Provided passage:
>> begin
# Best GSD show-line breeders????



## Gsdever

Can you recommend some best GSD show-line breeders in USA???
I saw that Gunbil German shepherds and Mittelwest German Shepherd puppies for sale, German Shepherd Dogs for sale are best, what do you think???


----------



## cliffson1

Bullinger Shephers, Huerta-Hof shepherds are two that come to my mind.


----------



## Whitedog404

I've never been able to open the Huerta-Hof website.


----------



## Gsdever

cliffson1 said:


> Bullinger Shephers, Huerta-Hof shepherds are two that come to my mind.


Bullinger Shepherds has so many beautiful GSD with titles, good breeder
Huerta-Hof shepherds 's website is offline.


----------



## Jessiewessie99

I think Alta-Tollhaus German Shepherd Dogs has some beautiful West German Showline dogs. When I get my puppy, she is on my list. She has beautiful dog. Zucca is absolutely beautiful!

This breeder also has beautiful show dogs:
German Shepherd Breeders CA|Puppies|Dogs|Puppies For Sale|Training|Protection Dogs-German Shepherds


----------



## Smithie86

Alta-Tollhaus German Shepherd Dogs and witmertysonimports.com for dogs that show and work.


----------



## Gsdever

Jessiewessie99 said:


> I think Alta-Tollhaus German Shepherd Dogs has some beautiful West German Showline dogs. When I get my puppy, she is on my list. She has beautiful dog. Zucca is absolutely beautiful!
>> end
Goal a:
Quote every line of the collection entries listing word for word, from the first entry to the last.
The forum thread and the listing below have nothing to do with each other.

Collection Entries:
>> begin
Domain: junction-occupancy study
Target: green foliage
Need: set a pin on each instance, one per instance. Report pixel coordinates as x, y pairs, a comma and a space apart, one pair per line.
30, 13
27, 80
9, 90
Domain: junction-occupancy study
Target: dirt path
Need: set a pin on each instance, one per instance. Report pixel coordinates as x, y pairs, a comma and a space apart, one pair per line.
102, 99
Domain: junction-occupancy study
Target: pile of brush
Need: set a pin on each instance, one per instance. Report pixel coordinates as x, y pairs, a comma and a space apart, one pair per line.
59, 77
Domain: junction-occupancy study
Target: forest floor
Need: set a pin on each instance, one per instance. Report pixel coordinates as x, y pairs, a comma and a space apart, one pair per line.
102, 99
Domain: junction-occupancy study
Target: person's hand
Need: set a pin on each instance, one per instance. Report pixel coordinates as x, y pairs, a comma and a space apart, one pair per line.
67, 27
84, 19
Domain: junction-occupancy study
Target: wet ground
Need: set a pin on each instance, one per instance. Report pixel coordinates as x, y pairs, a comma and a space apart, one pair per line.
>> end
Goal b:
In the forum thread on show-line breeders, which dog does Jessiewessie99 call absolutely beautiful?

Problem solution a:
Domain: junction-occupancy study
Target: green foliage
Need: set a pin on each instance, one per instance. Report pixel coordinates as x, y pairs, a comma and a space apart, one pair per line.
30, 13
27, 80
9, 90
Domain: junction-occupancy study
Target: dirt path
Need: set a pin on each instance, one per instance. Report pixel coordinates as x, y pairs, a comma and a space apart, one pair per line.
102, 99
Domain: junction-occupancy study
Target: pile of brush
Need: set a pin on each instance, one per instance. Report pixel coordinates as x, y pairs, a comma and a space apart, one pair per line.
59, 77
Domain: junction-occupancy study
Target: forest floor
Need: set a pin on each instance, one per instance. Report pixel coordinates as x, y pairs, a comma and a space apart, one pair per line.
102, 99
Domain: junction-occupancy study
Target: person's hand
Need: set a pin on each instance, one per instance. Report pixel coordinates as x, y pairs, a comma and a space apart, one pair per line.
67, 27
84, 19
Domain: junction-occupancy study
Target: wet ground
Need: set a pin on each instance, one per instance. Report pixel coordinates as x, y pairs, a comma and a space apart, one pair per line.

Problem solution b:
Zucca